Text segment:

────────

Senior Manager - Equity Analytics
Senior Manager - Equity Analytics


The rise of emerging markets ETFs
October 18, 2012 2:00 am by Pan Kwan Yuk

The popularity of exchange traded funds seems to know no bounds. ETFs, or open-ended investment funds that trade on stock exchanges like stocks, have emerged from nowhere in recent years to control over $1.7tn in assets under management.
While most ETFs track the return of an equity index such as the FTSE 100 or the S&P 500, their ease of use and low fees have also make them the big new story in emerging markets investment.
Consider this: of the $60.2bn that have gone into emerging markets funds for the year to October 10, 35 per cent (or $21.36bn) have gone into ETFs, according to EPFR.
The funds’ presence is most pronounced in equities where 82.6 per cent of inflows into EM equity funds so far this year have been done via ETFs. (By contrast, they account for 13 per cent of the total inflows into EM bond funds).
“We have seen a significant amount of inflows into emerging markets being done via ETFs in the past couple of years,” Jim Ross, global head of State Street’s ETF business, told beyondbrics. “The trend among investors is to diversify their holdings away from the US and western Europe. But how to do it is a trickier question.”
“In the US, we can all go out and buy stocks on the stock market.” said Ross. “But it’s much harder for US investors to go out and buy stocks in emerging countries like China or Brazil or Sri Lanka.”

────────

Set problem 1: Locate every line in the records containing the string "tree" and copy each one in full. Matching is case-sensitive.
The article on emerging markets ETFs and the records have no connection to each other.

Information shown:
────────

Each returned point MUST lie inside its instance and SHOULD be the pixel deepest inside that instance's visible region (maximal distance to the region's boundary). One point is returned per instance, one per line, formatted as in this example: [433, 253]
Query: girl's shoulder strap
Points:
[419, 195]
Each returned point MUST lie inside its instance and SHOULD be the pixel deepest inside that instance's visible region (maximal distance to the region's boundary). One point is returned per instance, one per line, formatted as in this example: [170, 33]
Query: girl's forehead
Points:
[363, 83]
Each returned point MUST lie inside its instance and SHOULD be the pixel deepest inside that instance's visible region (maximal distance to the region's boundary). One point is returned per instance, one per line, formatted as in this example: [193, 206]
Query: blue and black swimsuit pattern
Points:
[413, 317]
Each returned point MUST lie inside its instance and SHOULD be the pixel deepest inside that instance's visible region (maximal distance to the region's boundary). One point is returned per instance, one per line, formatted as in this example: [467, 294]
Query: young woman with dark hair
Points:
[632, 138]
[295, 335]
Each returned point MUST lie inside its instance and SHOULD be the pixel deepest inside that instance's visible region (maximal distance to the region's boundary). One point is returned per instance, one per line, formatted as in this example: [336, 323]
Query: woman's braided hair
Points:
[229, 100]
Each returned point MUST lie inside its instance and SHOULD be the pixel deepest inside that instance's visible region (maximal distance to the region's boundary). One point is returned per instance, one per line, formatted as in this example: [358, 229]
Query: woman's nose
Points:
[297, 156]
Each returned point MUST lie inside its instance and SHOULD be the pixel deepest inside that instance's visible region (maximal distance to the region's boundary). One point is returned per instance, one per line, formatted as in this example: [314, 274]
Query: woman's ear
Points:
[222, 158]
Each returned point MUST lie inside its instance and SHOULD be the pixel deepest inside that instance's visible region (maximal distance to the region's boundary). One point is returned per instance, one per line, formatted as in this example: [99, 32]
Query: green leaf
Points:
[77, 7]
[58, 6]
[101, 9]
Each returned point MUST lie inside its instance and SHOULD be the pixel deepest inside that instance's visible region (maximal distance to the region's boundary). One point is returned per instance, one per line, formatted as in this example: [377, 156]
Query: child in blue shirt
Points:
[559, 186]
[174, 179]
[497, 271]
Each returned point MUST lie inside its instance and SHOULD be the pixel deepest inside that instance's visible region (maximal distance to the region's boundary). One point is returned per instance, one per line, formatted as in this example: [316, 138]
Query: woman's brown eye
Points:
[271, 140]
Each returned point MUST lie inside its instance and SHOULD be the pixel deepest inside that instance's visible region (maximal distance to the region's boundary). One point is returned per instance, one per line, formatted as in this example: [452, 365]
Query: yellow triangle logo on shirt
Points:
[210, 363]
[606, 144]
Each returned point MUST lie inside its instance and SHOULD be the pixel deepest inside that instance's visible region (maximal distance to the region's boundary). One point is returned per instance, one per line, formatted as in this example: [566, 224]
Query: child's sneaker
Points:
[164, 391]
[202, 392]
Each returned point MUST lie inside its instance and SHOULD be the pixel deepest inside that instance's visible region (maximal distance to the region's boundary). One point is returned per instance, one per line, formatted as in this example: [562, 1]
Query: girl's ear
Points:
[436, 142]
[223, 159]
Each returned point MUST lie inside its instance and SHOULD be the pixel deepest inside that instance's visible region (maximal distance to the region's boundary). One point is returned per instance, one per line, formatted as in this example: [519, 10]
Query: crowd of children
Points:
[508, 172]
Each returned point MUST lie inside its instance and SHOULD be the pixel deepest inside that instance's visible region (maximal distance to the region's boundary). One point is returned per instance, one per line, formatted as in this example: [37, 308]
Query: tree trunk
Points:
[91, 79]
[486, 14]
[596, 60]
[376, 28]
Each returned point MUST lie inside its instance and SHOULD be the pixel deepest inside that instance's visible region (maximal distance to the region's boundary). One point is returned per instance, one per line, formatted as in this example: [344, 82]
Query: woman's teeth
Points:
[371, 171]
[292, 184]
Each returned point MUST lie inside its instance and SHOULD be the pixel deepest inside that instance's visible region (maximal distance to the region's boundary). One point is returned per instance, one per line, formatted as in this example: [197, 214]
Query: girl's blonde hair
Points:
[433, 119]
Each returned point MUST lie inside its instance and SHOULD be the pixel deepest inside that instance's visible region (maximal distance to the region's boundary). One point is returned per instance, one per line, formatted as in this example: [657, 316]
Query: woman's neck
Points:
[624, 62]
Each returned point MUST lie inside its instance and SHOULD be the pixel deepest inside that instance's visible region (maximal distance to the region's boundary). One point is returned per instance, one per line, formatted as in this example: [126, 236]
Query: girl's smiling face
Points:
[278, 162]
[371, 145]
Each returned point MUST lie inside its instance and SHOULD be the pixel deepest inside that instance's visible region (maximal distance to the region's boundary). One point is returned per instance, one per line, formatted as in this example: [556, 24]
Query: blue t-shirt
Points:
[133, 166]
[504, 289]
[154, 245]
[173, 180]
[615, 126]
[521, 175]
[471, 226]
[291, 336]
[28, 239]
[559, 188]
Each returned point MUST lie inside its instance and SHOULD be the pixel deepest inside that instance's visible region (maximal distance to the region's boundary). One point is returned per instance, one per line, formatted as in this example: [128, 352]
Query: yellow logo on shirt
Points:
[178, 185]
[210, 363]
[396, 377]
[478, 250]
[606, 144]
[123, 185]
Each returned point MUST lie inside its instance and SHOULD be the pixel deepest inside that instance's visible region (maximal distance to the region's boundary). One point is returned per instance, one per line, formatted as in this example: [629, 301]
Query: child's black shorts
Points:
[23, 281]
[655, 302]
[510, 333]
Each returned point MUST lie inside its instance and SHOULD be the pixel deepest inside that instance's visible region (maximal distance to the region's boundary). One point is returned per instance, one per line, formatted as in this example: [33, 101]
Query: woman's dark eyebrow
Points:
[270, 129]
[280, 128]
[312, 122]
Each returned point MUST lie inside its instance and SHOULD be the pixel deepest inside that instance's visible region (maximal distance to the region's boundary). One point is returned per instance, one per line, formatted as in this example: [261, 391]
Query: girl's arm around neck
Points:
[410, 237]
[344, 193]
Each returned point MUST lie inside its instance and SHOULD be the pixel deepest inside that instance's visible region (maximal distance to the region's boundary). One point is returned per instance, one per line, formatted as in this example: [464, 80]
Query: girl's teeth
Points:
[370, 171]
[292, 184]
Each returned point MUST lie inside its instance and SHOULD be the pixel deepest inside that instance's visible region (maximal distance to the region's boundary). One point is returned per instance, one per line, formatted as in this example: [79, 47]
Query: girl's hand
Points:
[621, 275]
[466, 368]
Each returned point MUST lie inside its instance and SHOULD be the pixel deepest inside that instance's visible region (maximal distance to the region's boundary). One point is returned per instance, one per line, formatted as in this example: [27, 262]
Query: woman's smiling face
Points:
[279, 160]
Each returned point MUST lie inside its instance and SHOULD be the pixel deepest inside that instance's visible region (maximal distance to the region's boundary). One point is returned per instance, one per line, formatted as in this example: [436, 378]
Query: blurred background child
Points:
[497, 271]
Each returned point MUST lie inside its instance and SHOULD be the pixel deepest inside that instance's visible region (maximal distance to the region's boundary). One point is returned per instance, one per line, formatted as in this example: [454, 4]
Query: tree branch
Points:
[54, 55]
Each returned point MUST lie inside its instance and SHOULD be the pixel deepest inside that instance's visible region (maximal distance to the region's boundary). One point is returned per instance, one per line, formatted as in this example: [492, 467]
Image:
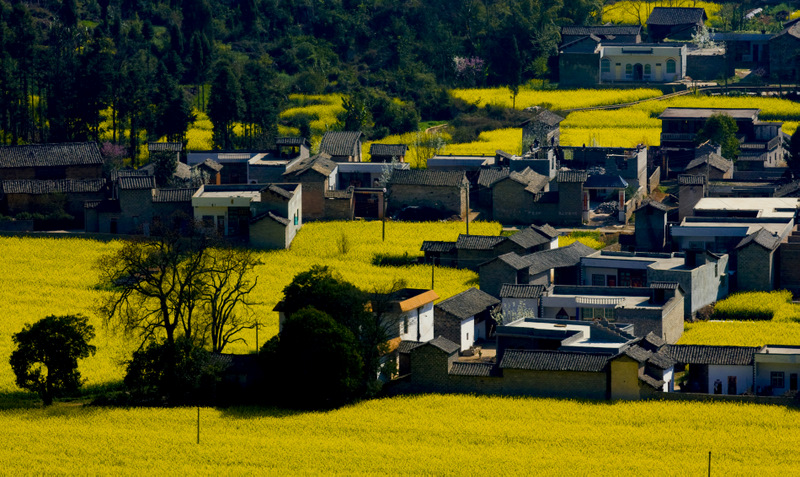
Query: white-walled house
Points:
[776, 369]
[465, 318]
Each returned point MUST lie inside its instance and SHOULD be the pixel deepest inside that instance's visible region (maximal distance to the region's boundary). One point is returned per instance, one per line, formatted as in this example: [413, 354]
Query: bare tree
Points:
[225, 294]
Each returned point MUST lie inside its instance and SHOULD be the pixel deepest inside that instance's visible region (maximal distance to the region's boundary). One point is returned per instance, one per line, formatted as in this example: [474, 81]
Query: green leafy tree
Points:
[313, 343]
[46, 358]
[721, 129]
[225, 105]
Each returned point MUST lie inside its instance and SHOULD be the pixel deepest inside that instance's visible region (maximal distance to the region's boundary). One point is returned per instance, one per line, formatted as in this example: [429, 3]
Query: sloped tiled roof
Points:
[687, 179]
[478, 242]
[605, 181]
[173, 195]
[461, 368]
[558, 257]
[58, 154]
[39, 187]
[571, 176]
[406, 346]
[136, 182]
[538, 360]
[720, 355]
[714, 160]
[529, 237]
[437, 246]
[761, 237]
[320, 163]
[388, 149]
[291, 141]
[654, 204]
[521, 291]
[468, 303]
[489, 177]
[340, 143]
[428, 177]
[676, 16]
[443, 344]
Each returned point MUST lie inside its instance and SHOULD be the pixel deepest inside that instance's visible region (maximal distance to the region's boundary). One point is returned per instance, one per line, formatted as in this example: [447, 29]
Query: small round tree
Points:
[46, 358]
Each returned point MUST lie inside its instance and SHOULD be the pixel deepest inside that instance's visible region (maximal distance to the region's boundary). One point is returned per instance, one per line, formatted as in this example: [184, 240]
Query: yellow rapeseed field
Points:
[413, 435]
[56, 276]
[633, 12]
[554, 99]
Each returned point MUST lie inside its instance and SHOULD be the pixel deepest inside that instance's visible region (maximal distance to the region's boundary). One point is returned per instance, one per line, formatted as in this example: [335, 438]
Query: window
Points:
[776, 379]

────────

Set problem 2: According to the article on emerging markets ETFs, what share of this year's inflows into EM equity funds went through ETFs?

Written reply 1:
Query: tree trunk
Query: tree branch
Query: bare tree
Query: green leafy tree
Query: small round tree

Written reply 2: 82.6 percent.